(Dataset entries)
——

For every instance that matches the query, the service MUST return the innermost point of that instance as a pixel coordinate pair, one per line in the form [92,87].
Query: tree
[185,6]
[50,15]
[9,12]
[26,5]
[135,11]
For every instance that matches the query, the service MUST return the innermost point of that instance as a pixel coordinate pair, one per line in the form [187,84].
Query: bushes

——

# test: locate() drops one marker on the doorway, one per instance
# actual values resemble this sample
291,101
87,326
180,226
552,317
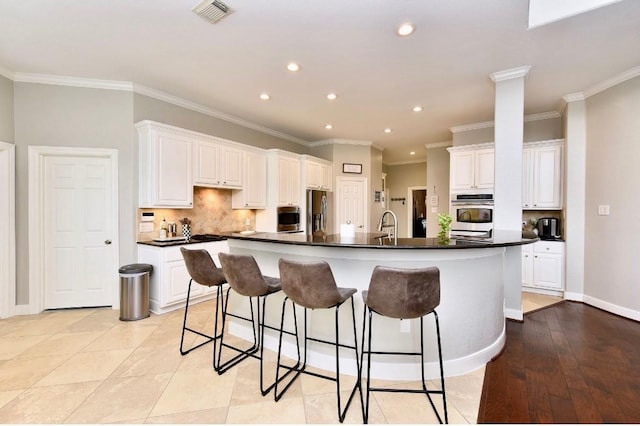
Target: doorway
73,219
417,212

——

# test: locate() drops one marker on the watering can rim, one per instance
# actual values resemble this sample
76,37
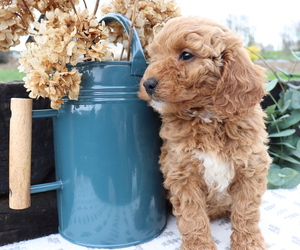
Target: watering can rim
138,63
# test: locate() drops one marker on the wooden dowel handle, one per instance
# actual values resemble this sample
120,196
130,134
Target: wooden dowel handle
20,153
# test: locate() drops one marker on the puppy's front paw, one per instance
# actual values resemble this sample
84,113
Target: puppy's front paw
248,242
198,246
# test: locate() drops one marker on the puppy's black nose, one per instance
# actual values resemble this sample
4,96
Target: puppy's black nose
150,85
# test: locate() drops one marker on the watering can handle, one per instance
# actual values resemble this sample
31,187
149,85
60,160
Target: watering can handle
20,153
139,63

——

From the data above, show each line that contains "drops".

_ANSWER FOR THE TASK_.
# test: locate() drops one marker on the doorway, one per instance
# test: locate() drops one marker on the watering can rim, one per instance
# test: locate() drops one marker on the wooden dowel handle, one per instance
# test: locate() drops one marker on the puppy's front paw, one per instance
# test: locate() drops one marker on the puppy's black nose, one per instance
# test: locate() drops one marker on the watering can handle, one per instance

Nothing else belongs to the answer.